__Short problem__. Copy every one of the rows below word for word, changing nothing.

Entries from an annotation dataset:
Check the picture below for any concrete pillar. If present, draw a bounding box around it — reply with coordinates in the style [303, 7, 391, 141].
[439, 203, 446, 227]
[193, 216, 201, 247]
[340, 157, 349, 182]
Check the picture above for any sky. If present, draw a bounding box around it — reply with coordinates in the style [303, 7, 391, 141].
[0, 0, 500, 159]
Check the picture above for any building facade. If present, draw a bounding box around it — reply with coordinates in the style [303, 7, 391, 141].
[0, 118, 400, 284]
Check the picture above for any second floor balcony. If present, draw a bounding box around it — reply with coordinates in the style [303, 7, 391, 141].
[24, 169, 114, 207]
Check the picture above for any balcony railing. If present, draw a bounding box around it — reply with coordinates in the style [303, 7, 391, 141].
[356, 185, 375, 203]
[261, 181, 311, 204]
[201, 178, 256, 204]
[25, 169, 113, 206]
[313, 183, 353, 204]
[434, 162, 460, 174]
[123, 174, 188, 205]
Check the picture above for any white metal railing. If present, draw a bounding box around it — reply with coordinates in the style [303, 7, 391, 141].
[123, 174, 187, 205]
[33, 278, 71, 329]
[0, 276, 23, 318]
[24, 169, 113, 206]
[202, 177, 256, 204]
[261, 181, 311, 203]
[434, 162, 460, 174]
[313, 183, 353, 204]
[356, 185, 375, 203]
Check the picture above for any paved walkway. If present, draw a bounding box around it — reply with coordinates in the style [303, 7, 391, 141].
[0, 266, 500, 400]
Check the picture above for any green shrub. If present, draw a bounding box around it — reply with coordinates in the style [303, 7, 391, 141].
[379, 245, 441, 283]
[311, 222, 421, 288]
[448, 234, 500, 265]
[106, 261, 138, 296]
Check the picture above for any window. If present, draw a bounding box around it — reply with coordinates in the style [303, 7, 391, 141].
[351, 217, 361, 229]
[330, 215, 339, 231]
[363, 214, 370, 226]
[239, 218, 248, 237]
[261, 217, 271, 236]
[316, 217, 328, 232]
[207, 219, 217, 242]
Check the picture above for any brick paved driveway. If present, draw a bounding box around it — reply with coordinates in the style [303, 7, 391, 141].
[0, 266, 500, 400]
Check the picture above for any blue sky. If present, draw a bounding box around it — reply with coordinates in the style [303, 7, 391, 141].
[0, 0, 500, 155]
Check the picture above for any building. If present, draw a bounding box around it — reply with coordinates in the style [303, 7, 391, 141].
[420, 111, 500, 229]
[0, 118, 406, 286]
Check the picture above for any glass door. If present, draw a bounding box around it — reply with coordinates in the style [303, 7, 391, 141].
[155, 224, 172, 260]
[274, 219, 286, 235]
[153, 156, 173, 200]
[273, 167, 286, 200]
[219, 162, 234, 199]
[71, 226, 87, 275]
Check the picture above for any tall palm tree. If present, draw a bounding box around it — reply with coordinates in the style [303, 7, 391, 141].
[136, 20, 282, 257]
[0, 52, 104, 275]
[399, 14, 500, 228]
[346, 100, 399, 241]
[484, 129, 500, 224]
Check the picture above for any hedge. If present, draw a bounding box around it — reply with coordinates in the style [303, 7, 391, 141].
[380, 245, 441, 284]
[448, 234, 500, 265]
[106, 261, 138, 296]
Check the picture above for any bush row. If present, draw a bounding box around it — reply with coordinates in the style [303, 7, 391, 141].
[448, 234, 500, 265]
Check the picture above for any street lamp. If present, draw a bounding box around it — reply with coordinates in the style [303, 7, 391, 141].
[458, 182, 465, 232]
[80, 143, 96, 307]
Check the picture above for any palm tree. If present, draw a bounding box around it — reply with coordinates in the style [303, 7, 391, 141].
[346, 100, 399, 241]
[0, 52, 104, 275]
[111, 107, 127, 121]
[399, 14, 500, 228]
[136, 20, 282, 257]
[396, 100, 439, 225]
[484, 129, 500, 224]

__Result of this task__.
Check the picture below for any concrete pillar. If present, draw a bounding box around it — reply with coordinates in the style [303, 7, 391, 141].
[439, 203, 446, 227]
[193, 216, 201, 247]
[340, 157, 349, 182]
Check the picture above for any sky. If present, draw a bounding box around it — reply with coordinates in the style [303, 7, 391, 141].
[0, 0, 500, 159]
Check the picture above for any building facade. If present, draw a bounding box around it — reply with coordinates in the style [303, 7, 391, 141].
[0, 118, 400, 284]
Check the picture above for any second floor balcony. If present, draw a bounding box around it — reply with coordinates in the style [303, 7, 391, 141].
[24, 169, 114, 207]
Check the picture above for any balcony railing. If present, draw a bounding box around it — reply with coordinates in the style [303, 7, 391, 141].
[356, 185, 375, 203]
[261, 181, 311, 204]
[201, 178, 256, 204]
[25, 169, 113, 206]
[313, 183, 353, 204]
[434, 162, 460, 174]
[123, 174, 188, 205]
Check the picture above for any white metal railing. If present, draw a bounding box around it — reply with coordinates in the style [303, 7, 391, 141].
[123, 174, 187, 205]
[33, 278, 71, 329]
[0, 276, 23, 318]
[24, 169, 113, 206]
[202, 177, 256, 204]
[261, 181, 311, 203]
[434, 162, 460, 174]
[313, 183, 353, 204]
[356, 185, 375, 203]
Check the picture above for any paved walkway. If present, draw a bounding box around it — reply with coordinates in the style [303, 7, 391, 141].
[0, 266, 500, 400]
Check the picture above for any green shrub. If present, draw a bounding box around it — reply with coordinates in the style [303, 7, 391, 141].
[379, 245, 441, 283]
[311, 222, 421, 288]
[448, 234, 500, 265]
[106, 261, 138, 296]
Check the picture above for any window. If present, draw a bounding box around it — reply with coordinates in the style [303, 7, 391, 141].
[351, 217, 361, 229]
[330, 215, 339, 231]
[363, 214, 370, 226]
[239, 218, 248, 237]
[261, 217, 271, 236]
[316, 217, 328, 232]
[207, 219, 217, 242]
Check the picture above for any brick paved driveway. If present, draw a bounding box around it — reply with coordinates in the style [303, 7, 391, 141].
[0, 266, 500, 400]
Check the picture above for any blue sky. If present, draw a bounding box around it — reply with coordinates in the style [303, 7, 391, 141].
[0, 0, 500, 155]
Check the picture above for any building. If present, draw a bounding box around it — reply with coordinates in the style [303, 7, 391, 141].
[420, 111, 500, 229]
[0, 118, 406, 286]
Check the picture above for any glass door. If present, draw a bounding box around it — reply with coordinates in the style [303, 7, 391, 141].
[155, 224, 172, 260]
[274, 219, 286, 235]
[153, 156, 173, 200]
[273, 167, 286, 200]
[219, 162, 234, 199]
[71, 226, 87, 275]
Check the picture above for any tall palm tree. If present, draw a bounding box around it — reply with coordinates in the style [303, 7, 391, 141].
[136, 20, 282, 257]
[0, 52, 104, 275]
[399, 14, 500, 228]
[346, 100, 399, 241]
[484, 129, 500, 224]
Check the picture above for any hedge. If present, draw a bounding box around it — reply with coordinates in the style [303, 7, 391, 141].
[380, 245, 441, 284]
[448, 234, 500, 265]
[106, 261, 138, 296]
Check the picture above for any bush row. If present, draw a bounding box around it — reply with coordinates in the style [303, 7, 391, 141].
[448, 234, 500, 265]
Check the picture above for any street lamp. If present, draw a bounding box around it — reply with coordinates in the style [303, 7, 391, 141].
[458, 182, 465, 232]
[80, 143, 96, 307]
Check the picture above for any palm tree. If present, draw a bounding box around it — reply with coordinates in the style [303, 7, 391, 141].
[346, 100, 399, 241]
[0, 52, 104, 275]
[111, 107, 127, 121]
[399, 14, 500, 228]
[136, 20, 282, 257]
[396, 100, 439, 225]
[484, 129, 500, 224]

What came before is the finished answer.